**SOURCE DOCUMENT**

Not repentance, Confession, and Jesus all rolled into one

Repentance, Confession, and Jesus all rolled into one?

In honor of Corpus Christi, Pope Francis spoke about the Holy Eucharist.  As usual he said some uplifting things but, true to form, some of the things he said were unsettling, some were disturbing, and some were jarring.

We are accustomed to being wary now.  We can’t just assume Pope Francis is presenting us with Catholicism when he speaks, can we?

The Eucharist is the seal of God’s covenant, uniting Christians and giving them the strength to bring God’s love to others, even when faith carries a high price, Pope Francis has said.

The Eucharist does give us strength to love others, even when faith carries a high price, but is it really a ‘seal of God’s covenant?’  I thought it was God Himself.

Does Communion unite Christians with each other, or does receiving Him unite us all with Christ?

Celebrating the feast of the Body and Blood of Christ with an evening Mass outside Rome’s Basilica of St John Lateran, Pope Francis said the church and its members will never cease being in awe of the Eucharist.

Is this not something we can take as a given, since God is awesome?

Pope Francis asked the faithful as they walked through the city with the Eucharist to remember “our many brothers and sisters who do not have the freedom to express their faith in the Lord Jesus”.

This is true.  The freedom to process through the streets is a great and necessary thing.  I wish more of us felt free and willing to do so.

“Let us be united with them; let us sing with them, praise with them, adore with them,” he said. “And, in our hearts, let us venerate those brothers and sisters who were asked to sacrifice their lives out of fidelity to Christ. May their blood, united to the Lord’s, be a pledge of peace and reconciliation for the whole world.”

The Pope has made it clear before that by ‘martyrs’ he means anyone killed for professing Christ, not just Catholics.  The vast majority of those murdered for Christianity lately are not Roman Catholics.  Is their blood united to the Lord’s?  How much heresy and sin would a murdered ‘christian’ have to embrace before there was some disunity?

How can the deaths of Christians at the hands of Muslims be “pledges of peace and reconciliation for the whole world?”  A death is not a pledge.  Are peace and reconciliation God’s goals in a world full of sin and evil?  Perhaps first He wants faith and obedience.

**REQUESTS**
**1.** Based on the post about Pope Francis and the Eucharist, say whether each statement agrees with it. Answer yes or no for each, and quote the words from the post that decide it. (a) The Corpus Christi Mass was held in the evening outside Rome’s Basilica of St John Lateran. (b) The writer claims most people recently murdered for Christianity are Roman Catholics. (c) The writer wishes more people felt free and willing to process through the streets.
**2.** Transcribe the part of the post about Pope Francis and the Eucharist that begins at the words "How can the" and stops after the words "faith and obedience.".

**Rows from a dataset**

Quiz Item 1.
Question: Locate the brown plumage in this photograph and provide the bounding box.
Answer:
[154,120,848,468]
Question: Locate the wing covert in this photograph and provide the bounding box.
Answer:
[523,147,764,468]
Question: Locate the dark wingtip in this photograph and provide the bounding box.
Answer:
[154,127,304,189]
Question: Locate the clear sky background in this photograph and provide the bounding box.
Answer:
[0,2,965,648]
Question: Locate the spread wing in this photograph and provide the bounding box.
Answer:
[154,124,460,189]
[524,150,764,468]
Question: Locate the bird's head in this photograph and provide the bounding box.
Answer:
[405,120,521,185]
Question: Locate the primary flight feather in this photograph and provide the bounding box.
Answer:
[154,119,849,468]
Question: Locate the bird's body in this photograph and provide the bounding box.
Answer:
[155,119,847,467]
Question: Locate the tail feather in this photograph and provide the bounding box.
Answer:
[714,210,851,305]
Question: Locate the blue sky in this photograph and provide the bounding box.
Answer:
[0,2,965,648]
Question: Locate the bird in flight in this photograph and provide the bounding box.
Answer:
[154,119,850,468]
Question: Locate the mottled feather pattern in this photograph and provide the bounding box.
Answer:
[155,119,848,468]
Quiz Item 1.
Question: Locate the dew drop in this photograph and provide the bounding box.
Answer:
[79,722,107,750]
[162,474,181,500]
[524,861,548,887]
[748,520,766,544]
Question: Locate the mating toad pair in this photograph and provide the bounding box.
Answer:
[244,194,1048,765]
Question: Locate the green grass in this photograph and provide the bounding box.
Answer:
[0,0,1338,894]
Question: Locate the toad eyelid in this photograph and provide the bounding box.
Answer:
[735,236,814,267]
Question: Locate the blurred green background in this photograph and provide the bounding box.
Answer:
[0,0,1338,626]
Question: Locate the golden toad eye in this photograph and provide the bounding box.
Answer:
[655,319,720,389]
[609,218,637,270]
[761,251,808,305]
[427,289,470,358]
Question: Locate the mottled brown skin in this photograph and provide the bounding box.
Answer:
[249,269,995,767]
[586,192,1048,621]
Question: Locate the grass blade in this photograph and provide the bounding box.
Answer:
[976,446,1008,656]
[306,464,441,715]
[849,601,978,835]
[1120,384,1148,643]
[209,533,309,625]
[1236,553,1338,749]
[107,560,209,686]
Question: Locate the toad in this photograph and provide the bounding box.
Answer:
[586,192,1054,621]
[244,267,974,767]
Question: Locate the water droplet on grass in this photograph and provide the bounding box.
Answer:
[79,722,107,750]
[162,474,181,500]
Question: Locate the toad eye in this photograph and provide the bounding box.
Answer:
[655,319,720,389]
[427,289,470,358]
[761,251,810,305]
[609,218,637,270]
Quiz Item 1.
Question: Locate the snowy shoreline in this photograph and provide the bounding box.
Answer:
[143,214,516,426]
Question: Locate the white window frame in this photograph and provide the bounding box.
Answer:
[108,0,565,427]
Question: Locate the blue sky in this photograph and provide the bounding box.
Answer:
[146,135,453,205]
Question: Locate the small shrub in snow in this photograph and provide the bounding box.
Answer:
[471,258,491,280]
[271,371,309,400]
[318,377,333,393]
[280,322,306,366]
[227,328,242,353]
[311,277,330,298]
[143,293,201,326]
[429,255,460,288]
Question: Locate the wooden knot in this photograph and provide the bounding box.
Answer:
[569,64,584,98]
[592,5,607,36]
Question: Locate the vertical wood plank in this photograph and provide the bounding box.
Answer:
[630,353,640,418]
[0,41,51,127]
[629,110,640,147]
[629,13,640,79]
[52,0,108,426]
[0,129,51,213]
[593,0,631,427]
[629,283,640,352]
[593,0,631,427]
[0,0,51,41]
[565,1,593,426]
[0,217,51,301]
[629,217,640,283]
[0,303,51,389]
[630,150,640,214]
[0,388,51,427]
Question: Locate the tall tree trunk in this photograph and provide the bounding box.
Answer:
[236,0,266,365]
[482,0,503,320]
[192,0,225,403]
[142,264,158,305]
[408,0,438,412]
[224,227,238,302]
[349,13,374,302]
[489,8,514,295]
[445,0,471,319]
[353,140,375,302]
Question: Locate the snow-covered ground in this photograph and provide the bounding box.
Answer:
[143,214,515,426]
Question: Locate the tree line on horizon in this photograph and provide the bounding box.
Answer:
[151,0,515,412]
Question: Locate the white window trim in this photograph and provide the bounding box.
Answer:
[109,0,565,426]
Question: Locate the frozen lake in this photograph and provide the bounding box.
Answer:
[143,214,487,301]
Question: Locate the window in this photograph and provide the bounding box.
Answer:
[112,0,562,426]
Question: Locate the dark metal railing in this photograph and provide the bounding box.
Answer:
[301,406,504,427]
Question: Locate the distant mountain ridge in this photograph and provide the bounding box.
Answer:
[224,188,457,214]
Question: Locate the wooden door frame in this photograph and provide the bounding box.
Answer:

**EXERCISE ANSWERS**
**1.**
(a) Yes: "with an evening Mass outside Rome’s Basilica of St John Lateran"
(b) No: "The vast majority of those murdered for Christianity lately are not Roman Catholics."
(c) Yes: "I wish more of us felt free and willing to do so."

**2.**
How can the deaths of Christians at the hands of Muslims be “pledges of peace and reconciliation for the whole world?”  A death is not a pledge.  Are peace and reconciliation God’s goals in a world full of sin and evil?  Perhaps first He wants faith and obedience.